Repeat what the lines below say, word for word, and skip every image.

Excerpts from point annotation data
* start *
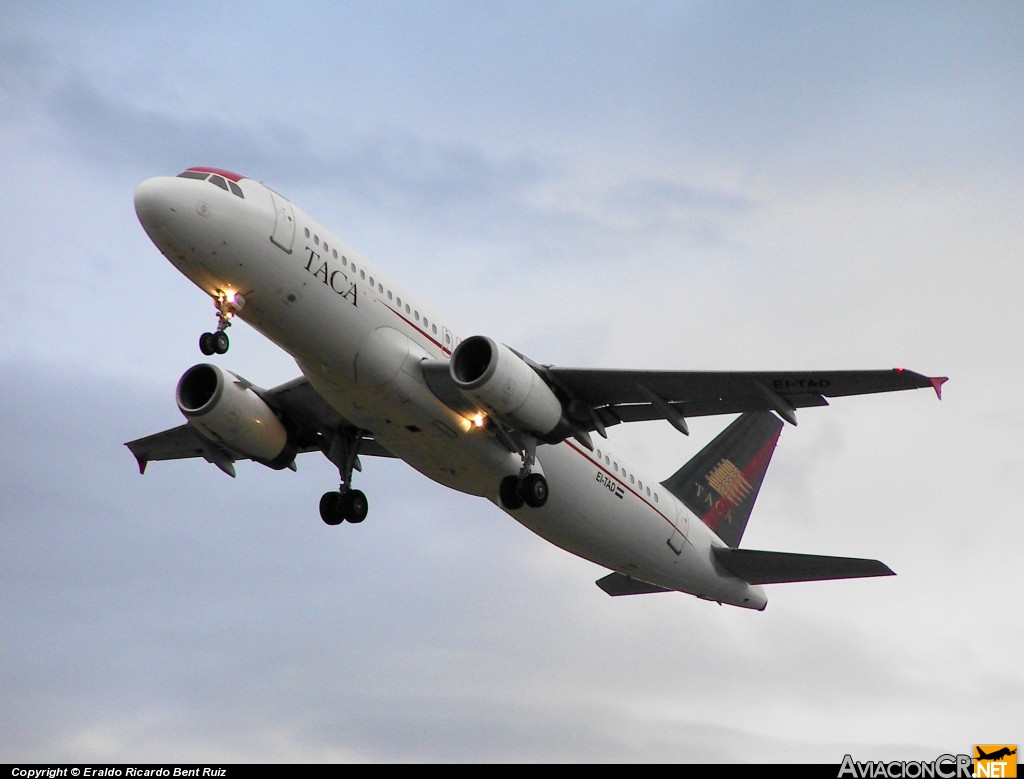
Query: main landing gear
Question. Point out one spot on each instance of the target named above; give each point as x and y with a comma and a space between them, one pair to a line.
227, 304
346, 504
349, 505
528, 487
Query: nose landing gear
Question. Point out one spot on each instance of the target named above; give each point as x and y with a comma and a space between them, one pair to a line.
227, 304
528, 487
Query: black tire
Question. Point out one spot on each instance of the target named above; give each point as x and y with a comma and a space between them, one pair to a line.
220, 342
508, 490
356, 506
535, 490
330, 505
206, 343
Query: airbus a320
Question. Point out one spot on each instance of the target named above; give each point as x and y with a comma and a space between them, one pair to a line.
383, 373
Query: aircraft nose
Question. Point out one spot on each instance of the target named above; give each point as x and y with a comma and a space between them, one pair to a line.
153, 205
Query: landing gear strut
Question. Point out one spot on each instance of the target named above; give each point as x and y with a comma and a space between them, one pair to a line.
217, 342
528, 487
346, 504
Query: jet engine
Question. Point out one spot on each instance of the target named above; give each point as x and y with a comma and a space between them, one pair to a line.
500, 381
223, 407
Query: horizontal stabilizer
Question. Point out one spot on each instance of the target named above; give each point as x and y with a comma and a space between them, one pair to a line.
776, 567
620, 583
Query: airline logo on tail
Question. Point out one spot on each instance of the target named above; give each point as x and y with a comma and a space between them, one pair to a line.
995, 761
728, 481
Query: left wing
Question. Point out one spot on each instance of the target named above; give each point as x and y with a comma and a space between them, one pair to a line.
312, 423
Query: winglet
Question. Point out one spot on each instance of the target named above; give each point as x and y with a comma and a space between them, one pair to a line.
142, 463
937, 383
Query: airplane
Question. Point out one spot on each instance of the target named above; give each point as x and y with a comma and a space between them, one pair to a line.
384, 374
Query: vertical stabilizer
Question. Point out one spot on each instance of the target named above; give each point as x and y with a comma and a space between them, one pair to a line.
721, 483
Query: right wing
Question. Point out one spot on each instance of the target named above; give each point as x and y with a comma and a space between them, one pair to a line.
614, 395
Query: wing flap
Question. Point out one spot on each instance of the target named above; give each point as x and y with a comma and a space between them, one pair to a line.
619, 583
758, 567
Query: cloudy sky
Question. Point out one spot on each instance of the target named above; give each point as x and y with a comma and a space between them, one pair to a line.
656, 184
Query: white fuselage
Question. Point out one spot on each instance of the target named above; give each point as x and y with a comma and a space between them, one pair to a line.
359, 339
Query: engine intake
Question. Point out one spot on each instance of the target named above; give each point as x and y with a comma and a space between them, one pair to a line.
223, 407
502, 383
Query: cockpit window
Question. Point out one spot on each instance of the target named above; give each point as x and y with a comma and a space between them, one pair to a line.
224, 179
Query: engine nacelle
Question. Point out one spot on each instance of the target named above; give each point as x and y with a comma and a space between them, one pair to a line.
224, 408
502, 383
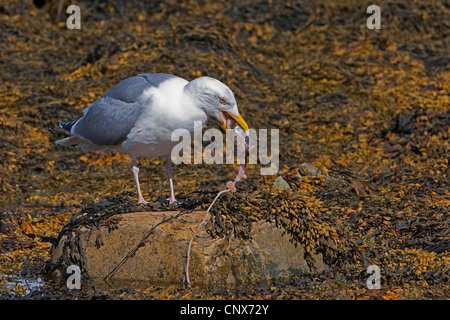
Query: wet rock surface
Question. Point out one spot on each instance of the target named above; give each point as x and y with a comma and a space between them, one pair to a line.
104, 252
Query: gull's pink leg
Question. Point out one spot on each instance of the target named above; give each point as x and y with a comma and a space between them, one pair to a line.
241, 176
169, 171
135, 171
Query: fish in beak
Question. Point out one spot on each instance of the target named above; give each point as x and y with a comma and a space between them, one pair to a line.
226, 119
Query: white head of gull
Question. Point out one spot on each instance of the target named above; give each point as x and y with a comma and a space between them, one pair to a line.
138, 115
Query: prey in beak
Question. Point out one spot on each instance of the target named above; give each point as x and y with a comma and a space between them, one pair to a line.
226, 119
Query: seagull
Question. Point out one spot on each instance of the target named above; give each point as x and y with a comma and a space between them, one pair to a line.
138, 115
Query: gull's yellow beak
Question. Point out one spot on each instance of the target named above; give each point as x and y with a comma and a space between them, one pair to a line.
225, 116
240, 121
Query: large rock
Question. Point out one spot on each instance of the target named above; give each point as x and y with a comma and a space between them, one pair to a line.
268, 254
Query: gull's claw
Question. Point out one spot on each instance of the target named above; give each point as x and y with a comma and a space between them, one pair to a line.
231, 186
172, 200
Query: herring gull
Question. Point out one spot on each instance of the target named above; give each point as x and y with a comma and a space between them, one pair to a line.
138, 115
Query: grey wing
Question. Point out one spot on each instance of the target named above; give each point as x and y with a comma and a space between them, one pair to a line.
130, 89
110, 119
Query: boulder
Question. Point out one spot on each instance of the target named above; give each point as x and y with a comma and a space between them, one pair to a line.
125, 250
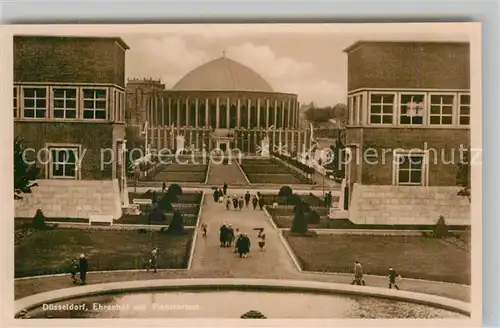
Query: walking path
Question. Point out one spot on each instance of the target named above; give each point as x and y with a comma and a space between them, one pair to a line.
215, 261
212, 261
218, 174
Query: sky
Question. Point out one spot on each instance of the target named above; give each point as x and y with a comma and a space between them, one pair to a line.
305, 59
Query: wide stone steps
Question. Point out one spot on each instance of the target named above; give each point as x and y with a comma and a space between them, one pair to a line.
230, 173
* end *
TASK RESULT
Query: main landing gear
Question. Point out one spot on each instance of the target named above; give each point as x and y with a comma and a space between them, one pair to a line.
227, 304
346, 504
349, 505
528, 487
Query: nose landing gear
Question. Point out one spot on each instance of the target named above; give each point as x and y with a comma and a space between them, one pair to a line.
227, 304
528, 487
Query: black tire
Question. Point out one spot on each instance of the target named above; give each point as x and y with a comma and a space between them, one pair to a line.
220, 342
508, 490
356, 506
535, 490
330, 505
206, 343
Query: airbus a320
Question. Point out one spot on each instance of the target named above; give each point as x and y with a comma and a space between them, one pair to a line.
383, 373
Query: aircraft nose
Question. Point out one spot on each instance of the target named above; give each point as x and y with a comma and a space between them, one pair to a line.
153, 205
Query: landing gear strut
Question. Point out one spot on each instance of the target named above; give each point as x and y with a comma and a space between them, one pair to a line.
217, 342
528, 487
346, 504
Query: jet engine
Question. Point out one spot on each instance of the target named above; give each point as x and y with a comma and a space between them, one pair to a line.
500, 381
223, 407
Query: horizontal stabilizer
Question. Point out one spot on each instance of the target named above; give each point as x and y with a comma and a space between them, one pair to a line.
776, 567
620, 583
Query: airline logo on tail
Question. Point out one spot on each instance of the target named above; give each point as x and y with a comma and a space between them, one pair to a line.
995, 761
728, 481
Query: left wing
Question. Point out one spot on each instance of the target named above; give each point as x and y with a comma and a space between them, one pair to a line.
312, 423
Query: winglet
Question. Point out one spot on each instance of the target named above; give each point as x and y with a comma and a space between them, one pair to a line.
142, 463
937, 383
Query: airplane
Question. Point out one spot on each instance of the target named above; give each point as x and y with a comma and a space between them, one pair to a line.
384, 374
Query: vertical stabilizer
Question. Point out one spot on each instance of the target named above; give each point as x and y with a comma and a space between them, one pair to a line.
721, 483
Query: right wing
Question. Point out one spot on each instance of the target named above; give each point as x and y with a comma and a space between them, one pair to a line.
614, 395
Query: wing flap
Question. Point out one spot on each instance of the target named above; give each point as x and y with a comma and a space between them, one pair to a line.
619, 583
758, 567
Query: cloudy sky
Question. Point out one spot on each instance of the target named above; give each point as x and y with a comma and a space between them, one pair to a line.
656, 184
Query: white fuselage
Question. Point out one spot on each instance of the target named above; give each point as x and y with a comma and a space between them, one pair to a line.
359, 339
Query: engine intake
Question. Point out one spot on each instance of the target named above; give each point as x and y with a comma and a space between them, one pair to a line.
223, 407
502, 383
Query: cockpit window
Question. Point out one spot on each instance of the target named above; give each point as x and y with a comma and a space between them, one pair to a line.
224, 179
Query: engine nacelle
Question. Point out one spot on each instance of the target named above; give each point as x and y with a comma and a space between them, one pair to a line.
224, 408
502, 383
Query: wet rock surface
Question. Point out one spot on each instance of the target named above; give each point as x and y with a comma and a space between them, one pair to a line.
104, 252
Query: gull's pink leg
Question. Point out one spot on each instance of the target named above; give each point as x and y with a comma and a space between them, one pair to a line.
241, 176
169, 171
135, 171
Query: fish in beak
Question. Point out one spot on each instance of the target named above; give each point as x and y with a comma and a space between them, one pair to a line.
226, 119
Query: white head of gull
Question. Point out one spot on each instance of the target named above; give each point as x and y with a comma and a space between them, one pair to a line.
138, 115
Query: prey in beak
Question. Point out one spot on each instance of the target named above; give each point as x and y with a comma and a space between them, one pair to a line.
226, 119
Query: seagull
Question. Point out one spot on each instance of the target named above; give each point as x and y with a comma and a space between them, one pair to a line.
138, 115
Query: gull's yellow beak
Question. Point out one spot on each instance of the target named above; give each point as x and y with a comma and a space between them, one pair to a line.
225, 116
240, 121
Query: large rock
Question. Point out one spot on each instance of the target named above; give each point as x and y with a comma and a space between them, one pair to a line.
268, 254
Query: gull's claw
Question. Point out one spot on each instance of the target named above; give each point as x and y with a comma and a space between them, one pair to a line.
231, 186
172, 200
Query: herring gull
Question. Point out one spot on each instance of the target named above; give each point as x and y with a comma and a space between them, one pair to a line.
138, 115
Query: grey wing
Question. Point out one spot on each instance of the target named above; give each point as x and y with a comma and a space between them, one pair to a line.
130, 89
110, 119
Query: boulder
Question. Point out one spot on each instance of the target named above; give each point as x and y with a comma and a space between them, one pair to a line.
125, 250
Query: walking path
Question. Point out one spot on each instance of the target named above; give each point as x and y with a comma and a space between them, one pair to a line.
215, 261
212, 261
218, 174
Query: sky
Question. Point out one spot on each instance of the target named above; give each point as x and y with a comma and a space between them, one pair to a line.
305, 59
Query: wide stone steps
Question. Point out one spot on each instance of the target named above; give each point as x and y with a comma and a space between them, one pair to a line.
230, 173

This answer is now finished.